**THE TASK:**
Rewrite the lines below as a numbered list, omitting any blank lines.

§

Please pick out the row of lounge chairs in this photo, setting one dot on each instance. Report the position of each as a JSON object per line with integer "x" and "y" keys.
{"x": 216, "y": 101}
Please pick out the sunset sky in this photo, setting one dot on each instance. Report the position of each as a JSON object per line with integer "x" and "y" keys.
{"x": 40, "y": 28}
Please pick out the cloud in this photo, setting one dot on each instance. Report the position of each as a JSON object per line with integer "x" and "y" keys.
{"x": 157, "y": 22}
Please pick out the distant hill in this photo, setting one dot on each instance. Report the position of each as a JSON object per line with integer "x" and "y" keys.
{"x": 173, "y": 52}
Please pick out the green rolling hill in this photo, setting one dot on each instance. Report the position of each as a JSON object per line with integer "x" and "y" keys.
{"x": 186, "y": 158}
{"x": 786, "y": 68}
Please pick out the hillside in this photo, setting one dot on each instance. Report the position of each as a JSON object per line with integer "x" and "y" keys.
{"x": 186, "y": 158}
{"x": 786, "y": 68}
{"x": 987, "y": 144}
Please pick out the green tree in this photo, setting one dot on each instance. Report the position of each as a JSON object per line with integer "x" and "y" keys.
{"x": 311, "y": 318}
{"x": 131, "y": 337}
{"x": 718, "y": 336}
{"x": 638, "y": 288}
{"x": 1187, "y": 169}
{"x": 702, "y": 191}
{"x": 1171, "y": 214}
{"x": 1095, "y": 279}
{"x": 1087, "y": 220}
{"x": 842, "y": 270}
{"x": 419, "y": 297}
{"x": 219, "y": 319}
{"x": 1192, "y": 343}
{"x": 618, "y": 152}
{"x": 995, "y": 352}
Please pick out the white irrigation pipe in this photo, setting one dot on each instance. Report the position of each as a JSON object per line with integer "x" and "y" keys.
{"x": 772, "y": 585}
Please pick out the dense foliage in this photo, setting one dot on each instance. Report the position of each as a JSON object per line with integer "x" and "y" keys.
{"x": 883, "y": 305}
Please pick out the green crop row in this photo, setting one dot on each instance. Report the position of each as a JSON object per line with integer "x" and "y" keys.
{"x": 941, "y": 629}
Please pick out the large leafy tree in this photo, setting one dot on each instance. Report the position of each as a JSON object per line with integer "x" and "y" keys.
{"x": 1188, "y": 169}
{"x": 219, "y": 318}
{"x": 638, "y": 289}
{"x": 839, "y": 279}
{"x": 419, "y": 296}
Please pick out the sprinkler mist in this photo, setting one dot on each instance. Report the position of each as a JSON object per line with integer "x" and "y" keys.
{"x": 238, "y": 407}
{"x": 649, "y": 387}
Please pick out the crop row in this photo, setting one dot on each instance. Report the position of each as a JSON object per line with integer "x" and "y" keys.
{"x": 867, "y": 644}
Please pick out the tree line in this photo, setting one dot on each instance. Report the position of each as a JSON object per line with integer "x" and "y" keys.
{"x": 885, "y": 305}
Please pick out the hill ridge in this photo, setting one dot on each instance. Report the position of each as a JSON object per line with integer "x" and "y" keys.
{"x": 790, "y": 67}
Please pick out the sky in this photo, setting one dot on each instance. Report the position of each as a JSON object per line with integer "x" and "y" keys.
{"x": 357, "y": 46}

§

**SOLUTION TO THIS TASK:**
1. Please pick out the row of lounge chairs in this photo, setting one dot on each instance. Report the position of each as a JSON object per line with integer "x" and "y" keys.
2. {"x": 216, "y": 101}
3. Please pick out the sunset sky in this photo, setting one dot on each instance. Report the position of each as a JSON object per line with integer "x" and "y" keys.
4. {"x": 40, "y": 28}
5. Please pick out the cloud in this photo, setting one dot on each instance. Report the position of each as a JSON object per line with integer "x" and "y" keys.
6. {"x": 157, "y": 22}
7. Please pick out the distant hill in this photo, setting one dot on each instance. Report the position of each as a JSON object per line with integer "x" and "y" keys.
8. {"x": 173, "y": 52}
9. Please pick out the green rolling hill in this photo, setting one dot on each instance. Report the position of each as a JSON object per line with integer "x" and "y" keys.
10. {"x": 186, "y": 158}
11. {"x": 786, "y": 68}
12. Please pick out the hillside in this photo, setting one dot on each instance. Report the position of each as a JSON object per line with integer "x" and "y" keys.
13. {"x": 186, "y": 158}
14. {"x": 786, "y": 68}
15. {"x": 987, "y": 144}
16. Please pick out the green tree in this photo, setting one dot on each instance. Report the position of each as a JSON object per line with integer "x" and "y" keys.
17. {"x": 311, "y": 318}
18. {"x": 131, "y": 337}
19. {"x": 718, "y": 336}
20. {"x": 638, "y": 288}
21. {"x": 1187, "y": 169}
22. {"x": 702, "y": 191}
23. {"x": 1171, "y": 214}
24. {"x": 1095, "y": 279}
25. {"x": 1087, "y": 220}
26. {"x": 842, "y": 270}
27. {"x": 419, "y": 297}
28. {"x": 219, "y": 319}
29. {"x": 1192, "y": 343}
30. {"x": 618, "y": 152}
31. {"x": 995, "y": 352}
32. Please pick out the white irrigation pipe in this photo, setting one dot on each instance. Report the position of each as a JSON object per line with integer "x" and "y" keys.
33. {"x": 772, "y": 585}
34. Please pick out the dense foliage in this photo, setting one dot on each instance. Report the position of each as a JSON object per line with integer "x" and "y" keys.
35. {"x": 883, "y": 305}
36. Please pick out the green crop row in this photo, setting one dot on each instance. Report the position of each as a JSON object per line with integer "x" and "y" keys.
37. {"x": 941, "y": 629}
38. Please pick out the large leafy tree in this photo, setting one dot on each instance. Report the position of each as a JSON object per line with integer "x" and "y" keys.
39. {"x": 1188, "y": 169}
40. {"x": 219, "y": 318}
41. {"x": 638, "y": 289}
42. {"x": 839, "y": 279}
43. {"x": 419, "y": 296}
44. Please pick out the sprinkler mist in this photo, setting one dot on each instance. Report the position of each as a JSON object per line with integer "x" and "y" keys.
45. {"x": 238, "y": 407}
46. {"x": 649, "y": 387}
47. Please pick out the crop row in this photo, setting one dot on each instance. Report the position of each as a JSON object per line with integer "x" and "y" keys.
48. {"x": 867, "y": 644}
49. Please pick out the tree line in this photo, setting one dot on each instance. Report the position of each as a JSON object per line with integer "x" and "y" keys.
50. {"x": 885, "y": 305}
51. Please pick out the hill ridge in this photo, setting one dot on each instance. Report the position of each as a JSON object per line with integer "x" and "y" keys.
52. {"x": 790, "y": 67}
53. Please pick out the sky in this photo, setting one dot on each instance. Report the position of each as a JSON object per line with integer "x" and "y" keys.
54. {"x": 357, "y": 46}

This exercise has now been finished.